■ ИСХОДНЫЙ ТЕКСТ ■
◆ ◆ ◆

Широка страна моя родная. После безлесных холмов пошла лесостепь, потом горы в лесах. Грандиозные картины, грандиозная страна и малочисленное, очень бедное население, живущее в убогих деревянных домишках под двускатными крышами, с гнилыми сараюшками, часто заполоняющими почти весь участок. Бегут навстречу тормозящему поезду с надеждой в глазах продавцы снеди, одежды. Рыба, фрукты, ягоды, напитки, мороженое… Много торгующих детей. И все они — нищета, одержимая жаждой заработать несколько рублей. Жалко их. И не только людей. К прибывающему поезду из прилегающих к вокзалу улочек бегут собаки всевозможных мастей, садятся несколько в отдалении от толпы высыпавших на перрон пассажиров, и, заглядывая в глаза людям, большинство из которых уж что-то жуёт, ждут.

Я спрашивал себя: разве несправедливо будет, если человеческие муравейники будут навсегда разрушены в новой войне? Ведь точно по Достоевскому, бесчисленные как песок морской, ни один из проживающих в этих чудищах не живёт в согласии с самим собой, не найдёшь среди них спокойной души. Зачем тесниться, портить друг другу жизнь, когда есть пространства, совершенно не изгаженные (да и изгаженные можно вычистить, только бы никто не мешал, только бы настоящую свободу), на которых при современных орудиях труда можно жить и горя не знать?

◆ ◆ ◆

■ ПРЕДОСТАВЛЕННЫЕ ЗАПИСИ ■
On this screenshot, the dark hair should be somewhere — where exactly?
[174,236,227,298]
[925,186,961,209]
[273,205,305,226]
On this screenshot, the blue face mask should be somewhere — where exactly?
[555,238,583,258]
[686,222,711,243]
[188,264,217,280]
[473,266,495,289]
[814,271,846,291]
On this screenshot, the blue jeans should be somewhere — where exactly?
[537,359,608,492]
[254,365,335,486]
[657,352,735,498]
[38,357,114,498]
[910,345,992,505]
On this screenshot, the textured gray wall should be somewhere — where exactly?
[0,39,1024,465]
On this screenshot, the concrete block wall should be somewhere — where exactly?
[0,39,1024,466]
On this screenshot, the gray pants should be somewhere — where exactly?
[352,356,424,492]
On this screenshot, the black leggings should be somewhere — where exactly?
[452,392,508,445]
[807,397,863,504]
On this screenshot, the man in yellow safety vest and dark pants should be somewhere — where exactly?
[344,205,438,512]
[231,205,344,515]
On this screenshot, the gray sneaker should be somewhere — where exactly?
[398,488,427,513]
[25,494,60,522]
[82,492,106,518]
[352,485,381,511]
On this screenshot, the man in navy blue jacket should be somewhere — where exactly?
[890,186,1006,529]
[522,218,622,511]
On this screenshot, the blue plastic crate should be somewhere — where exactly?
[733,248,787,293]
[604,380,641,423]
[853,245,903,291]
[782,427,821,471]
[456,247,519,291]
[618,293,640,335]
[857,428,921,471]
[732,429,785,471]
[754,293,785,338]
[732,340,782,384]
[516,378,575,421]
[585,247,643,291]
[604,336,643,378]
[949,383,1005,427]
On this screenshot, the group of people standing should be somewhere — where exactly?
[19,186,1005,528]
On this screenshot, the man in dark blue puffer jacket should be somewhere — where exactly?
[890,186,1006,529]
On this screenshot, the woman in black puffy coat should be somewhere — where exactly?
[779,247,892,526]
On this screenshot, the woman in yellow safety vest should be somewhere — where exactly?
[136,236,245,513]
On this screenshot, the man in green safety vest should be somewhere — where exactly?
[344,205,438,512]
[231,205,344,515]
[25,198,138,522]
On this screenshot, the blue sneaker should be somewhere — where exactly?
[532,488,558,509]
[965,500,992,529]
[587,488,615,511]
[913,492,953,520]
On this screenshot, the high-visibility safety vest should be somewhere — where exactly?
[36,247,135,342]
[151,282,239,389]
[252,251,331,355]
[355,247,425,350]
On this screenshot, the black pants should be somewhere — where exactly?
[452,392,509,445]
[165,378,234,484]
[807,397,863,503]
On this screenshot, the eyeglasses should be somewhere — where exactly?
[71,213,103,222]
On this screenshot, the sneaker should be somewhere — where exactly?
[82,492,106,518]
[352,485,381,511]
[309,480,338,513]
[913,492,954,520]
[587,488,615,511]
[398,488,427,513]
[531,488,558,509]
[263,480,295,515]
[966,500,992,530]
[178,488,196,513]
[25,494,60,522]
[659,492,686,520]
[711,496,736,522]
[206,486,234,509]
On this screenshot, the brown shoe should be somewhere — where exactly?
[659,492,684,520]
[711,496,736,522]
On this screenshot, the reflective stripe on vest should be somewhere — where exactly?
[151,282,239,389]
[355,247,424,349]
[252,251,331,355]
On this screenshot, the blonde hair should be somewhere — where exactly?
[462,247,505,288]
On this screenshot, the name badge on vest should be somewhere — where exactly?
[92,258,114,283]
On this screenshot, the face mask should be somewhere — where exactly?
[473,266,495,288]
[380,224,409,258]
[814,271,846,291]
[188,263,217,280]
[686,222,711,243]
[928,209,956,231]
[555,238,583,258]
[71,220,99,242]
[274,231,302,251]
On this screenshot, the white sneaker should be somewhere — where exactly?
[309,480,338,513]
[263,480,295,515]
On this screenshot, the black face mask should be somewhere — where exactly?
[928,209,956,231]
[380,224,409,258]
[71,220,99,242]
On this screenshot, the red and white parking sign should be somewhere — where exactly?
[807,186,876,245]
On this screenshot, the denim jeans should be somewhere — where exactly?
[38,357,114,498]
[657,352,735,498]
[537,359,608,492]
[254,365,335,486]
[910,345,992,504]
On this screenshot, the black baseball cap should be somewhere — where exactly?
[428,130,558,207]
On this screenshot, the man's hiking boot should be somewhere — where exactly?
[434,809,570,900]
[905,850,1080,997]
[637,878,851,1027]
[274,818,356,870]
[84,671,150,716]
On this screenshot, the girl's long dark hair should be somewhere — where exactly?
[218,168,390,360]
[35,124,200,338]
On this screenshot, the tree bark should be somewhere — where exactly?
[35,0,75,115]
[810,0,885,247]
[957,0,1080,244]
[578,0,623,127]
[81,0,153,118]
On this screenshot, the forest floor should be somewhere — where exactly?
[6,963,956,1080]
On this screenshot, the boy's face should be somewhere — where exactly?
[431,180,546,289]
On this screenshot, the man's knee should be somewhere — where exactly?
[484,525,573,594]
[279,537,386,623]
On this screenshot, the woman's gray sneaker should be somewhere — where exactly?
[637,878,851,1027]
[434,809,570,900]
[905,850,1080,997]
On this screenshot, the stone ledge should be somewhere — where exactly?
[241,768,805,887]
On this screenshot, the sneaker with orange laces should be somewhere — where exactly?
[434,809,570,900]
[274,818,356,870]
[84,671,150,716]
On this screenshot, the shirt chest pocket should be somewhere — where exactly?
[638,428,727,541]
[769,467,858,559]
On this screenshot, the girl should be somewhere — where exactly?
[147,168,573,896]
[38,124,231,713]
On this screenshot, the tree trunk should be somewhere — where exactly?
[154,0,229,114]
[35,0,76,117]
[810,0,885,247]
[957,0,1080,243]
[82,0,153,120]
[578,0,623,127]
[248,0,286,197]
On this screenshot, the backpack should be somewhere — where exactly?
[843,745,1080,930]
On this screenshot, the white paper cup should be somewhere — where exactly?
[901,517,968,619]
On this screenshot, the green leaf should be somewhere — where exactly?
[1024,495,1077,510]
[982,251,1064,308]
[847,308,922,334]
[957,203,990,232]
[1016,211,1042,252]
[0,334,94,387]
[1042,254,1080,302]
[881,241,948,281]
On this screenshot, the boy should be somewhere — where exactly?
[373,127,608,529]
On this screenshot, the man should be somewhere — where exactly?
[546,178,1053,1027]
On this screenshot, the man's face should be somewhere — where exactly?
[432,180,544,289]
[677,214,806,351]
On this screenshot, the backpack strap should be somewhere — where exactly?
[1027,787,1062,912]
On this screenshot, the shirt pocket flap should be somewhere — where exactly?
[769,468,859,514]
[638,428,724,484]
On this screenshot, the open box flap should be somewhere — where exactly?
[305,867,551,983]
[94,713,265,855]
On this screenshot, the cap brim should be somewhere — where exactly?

◆ ◆ ◆

Что, согласно исходному тексту, делают собаки, прибегающие к поезду из соседних улочек? Записи являются самостоятельным материалом, не связанным с текстом.

■ ОТВЕТ ■
Они садятся в некотором отдалении от толпы пассажиров и, заглядывая людям в глаза, ждут.